■ TEXT UNDER STUDY:
________________________________________

I would really love to have a clearly failing script where the failure does not require special code to see: a segfault, a wrong result. Do we have any?

ferrieux added on 2010-05-31 02:29:17:
Please note that I'm not getting any crash nor gencount-invariant violation (checked on RESTORE_CONTEXT only so far) with Colin's short scripts.

Also note that I consistently get a violation in the RewindCoroutine step of test coroutine-1.19, *and* that this doesn't happen when the same code is run outside tcltest. Admittedly this may not be the core of the bug, but do you have an idea where this difference comes from ?

msofer added on 2010-05-31 00:46:35:
Without yet looking at the tracing code, what SHOULD happen in that
simplest script in terms of CF and Tcl stack management is [1]:

1. interp is created with its main Tcl stack (execEnv0) and CF ptr rootFramePtr (frame0); both things are allocated on the heap. The script is evaluated in this "context"

2. When [boom] is invoked at the end of the script:
.    - a frame1 (allocated in execEnv0) is pushed: [boom]'s CF
.    - [boom]'s body is evaluated
.    - [cc] is invoked in frame1

3. When [cc] is invoked from [boom]'s body:
.    - a frame2 (allocated in execEnv0) is pushed: [cc]'s CF
.    - [cc]'s body is evaluated
.    - [coroutine] is invoked in frame2

4. When [coroutine] is invoked from [cc]'s body:
.    - the coroutineData (CD) struct is allocated on the heap, the command
[C] is created
.    - frame2 is saved in CD as the caller context; the running context is
set to NULL
.    - a new Tcl stack (execEnv1) is created for the coroutine; the
interp's execEnv is set to execEnv1 so that all new stack allocs will
happen here. The old execEnv0 is saved in CD->callerEEPtr
.    - the coroutine command "c" is evaluated AS A SCRIPT [2] in frame2: it
is first compiled, then the bytecodes are sent to TEBC
.    - TEBC sees that this is a coroutine's first run, and sets the
interp's CF context to the root frame0 (so that the coro runs in uplevel
#0)
.    - the command [c] is invoked in frame0

5. When [c] is invoked from [coroutine]'s C implementation:
.    - a frame3 (allocated in execEnv1) is pushed: [c]'s CF
.    - [c]'s body is evaluated in frame3
.    - [yield] is invoked in frame 3

6. When [yield] is invoked from [c]'s body:
.    - TEBC suspends execution of [c]'s bytecodes, saves its internal state
in execEnv1 and then resets the interp's execEnv to execEnv0
.    - NRCoroutineCallerCallback (the last callback in execEnv0's nre
stack) saves the coroutine's running CF "context" (frame3) in the CD
struct, then restores the interp's CF context to the caller's (frame2)
.    - the caller script ([cc]'s body) resumes evaluation; nothing left to
do, TEBC returns
.    - InterpProcNR2 pops frame2 from execEnv0's Tcl stack; interp is back
to (execEnv0, frame1)

________________________________________

■ ENTRIES PROVIDED:

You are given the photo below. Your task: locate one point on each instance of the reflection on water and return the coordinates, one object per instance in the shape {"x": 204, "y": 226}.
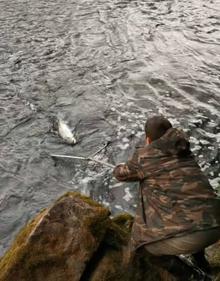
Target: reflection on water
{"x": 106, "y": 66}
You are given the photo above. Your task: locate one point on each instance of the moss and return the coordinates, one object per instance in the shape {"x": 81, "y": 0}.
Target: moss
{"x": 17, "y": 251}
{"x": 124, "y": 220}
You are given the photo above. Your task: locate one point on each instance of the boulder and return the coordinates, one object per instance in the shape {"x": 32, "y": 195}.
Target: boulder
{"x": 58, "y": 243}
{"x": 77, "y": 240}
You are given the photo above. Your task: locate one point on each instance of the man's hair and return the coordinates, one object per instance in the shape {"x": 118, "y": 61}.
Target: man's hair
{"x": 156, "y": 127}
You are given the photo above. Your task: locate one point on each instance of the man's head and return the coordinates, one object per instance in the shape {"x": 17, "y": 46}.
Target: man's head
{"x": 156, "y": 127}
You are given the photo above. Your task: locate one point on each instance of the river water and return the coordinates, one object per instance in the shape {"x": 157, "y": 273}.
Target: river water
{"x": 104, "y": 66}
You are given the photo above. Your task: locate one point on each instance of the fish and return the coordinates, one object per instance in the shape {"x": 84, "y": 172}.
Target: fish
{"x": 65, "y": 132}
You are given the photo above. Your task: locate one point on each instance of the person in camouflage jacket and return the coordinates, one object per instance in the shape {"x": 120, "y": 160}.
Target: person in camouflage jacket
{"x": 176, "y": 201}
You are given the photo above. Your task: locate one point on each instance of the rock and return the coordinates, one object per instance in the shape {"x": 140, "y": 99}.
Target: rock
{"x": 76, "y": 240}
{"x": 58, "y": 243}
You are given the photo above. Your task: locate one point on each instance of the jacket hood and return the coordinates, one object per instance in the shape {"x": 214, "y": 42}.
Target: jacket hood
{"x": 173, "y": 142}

________________________________________

■ REQUIRED ACTION: Copy the passage of the Tcl coroutine discussion that begins at "I would really" and ends after "we have any?", but rename "segfault" to "crash".

■ RESULT OF THE EXERCISE:
I would really love to have a clearly failing script where the failure does not require special code to see: a crash, a wrong result. Do we have any?